▶ [ACTIVITY]:
Present the lines below again, exactly as they stand.

*** TASK DATA Section Begins ***

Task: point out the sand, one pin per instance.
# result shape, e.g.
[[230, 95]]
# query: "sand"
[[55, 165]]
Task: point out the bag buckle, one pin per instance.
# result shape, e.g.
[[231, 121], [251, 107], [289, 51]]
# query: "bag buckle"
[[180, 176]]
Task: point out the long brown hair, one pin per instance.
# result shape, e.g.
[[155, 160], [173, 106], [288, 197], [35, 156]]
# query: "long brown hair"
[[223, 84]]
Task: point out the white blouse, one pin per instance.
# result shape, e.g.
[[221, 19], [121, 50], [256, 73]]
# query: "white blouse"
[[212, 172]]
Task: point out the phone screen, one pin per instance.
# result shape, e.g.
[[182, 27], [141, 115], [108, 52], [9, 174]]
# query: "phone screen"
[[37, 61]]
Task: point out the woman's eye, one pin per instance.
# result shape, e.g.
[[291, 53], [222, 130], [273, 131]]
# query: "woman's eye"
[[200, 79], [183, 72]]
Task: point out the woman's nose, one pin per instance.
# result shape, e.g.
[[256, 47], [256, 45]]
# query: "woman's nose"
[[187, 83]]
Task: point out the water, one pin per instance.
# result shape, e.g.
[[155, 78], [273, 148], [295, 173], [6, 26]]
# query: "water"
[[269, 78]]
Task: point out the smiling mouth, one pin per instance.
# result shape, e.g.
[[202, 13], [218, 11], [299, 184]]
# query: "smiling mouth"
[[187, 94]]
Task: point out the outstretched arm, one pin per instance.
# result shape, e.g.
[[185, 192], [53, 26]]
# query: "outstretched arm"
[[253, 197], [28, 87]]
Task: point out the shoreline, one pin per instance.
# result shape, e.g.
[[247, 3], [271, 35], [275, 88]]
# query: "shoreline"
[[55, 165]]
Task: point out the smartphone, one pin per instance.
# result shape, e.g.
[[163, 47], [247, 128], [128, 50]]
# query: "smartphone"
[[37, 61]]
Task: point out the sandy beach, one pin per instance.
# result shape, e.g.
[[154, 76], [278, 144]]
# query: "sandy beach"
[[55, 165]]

*** TASK DATA Section Ends ***

▶ [EXERCISE SOLUTION]:
Task: point out the sand, one pin per instance.
# result shape, e.g.
[[230, 95]]
# query: "sand"
[[55, 165]]
Task: point out the bag buckle, one pin per instance.
# result shape, e.g.
[[231, 121], [251, 107], [289, 51]]
# query: "bag buckle"
[[180, 176]]
Task: point out the long brown hair, one pin per instance.
# result shape, e.g.
[[155, 160], [173, 106], [288, 197], [35, 156]]
# query: "long brown hair"
[[223, 84]]
Task: point out the white blouse, one pin per instance.
# result shape, e.g.
[[221, 19], [121, 50], [256, 73]]
# query: "white blouse"
[[212, 172]]
Task: point out the phone screen, one pin per instance.
# result shape, e.g.
[[182, 27], [141, 115], [108, 52], [9, 174]]
# query: "phone screen"
[[37, 61]]
Task: point out the woman's eye, one pin per instance.
# result shape, e.g.
[[291, 53], [222, 130], [273, 131]]
# query: "woman's eye"
[[200, 79], [183, 72]]
Task: point out the woman's nose, one pin per instance.
# result shape, e.g.
[[256, 47], [256, 45]]
# query: "woman's nose"
[[187, 83]]
Task: point out the water, one pin per instance.
# result shape, e.g.
[[155, 78], [273, 148], [295, 173], [6, 26]]
# query: "water"
[[269, 78]]
Task: point out the smiling mouth, one pin per instance.
# result shape, e.g.
[[202, 13], [218, 11], [299, 184]]
# query: "smiling mouth"
[[187, 94]]
Task: point out the outstretched arm, one pin per instance.
# result shape, e.g.
[[185, 192], [53, 26]]
# query: "outstretched arm"
[[253, 197], [28, 87]]
Task: point out the shoreline, one pin per instance.
# result shape, e.g.
[[247, 3], [271, 35], [275, 88]]
# query: "shoreline"
[[55, 165]]
Task: point out the smartphone, one pin per instance.
# result shape, e.g.
[[163, 47], [247, 128], [128, 50]]
# query: "smartphone"
[[37, 61]]
Task: point out the sandy beach, one pin per instance.
# result shape, e.g.
[[154, 76], [278, 144]]
# query: "sandy beach"
[[55, 165]]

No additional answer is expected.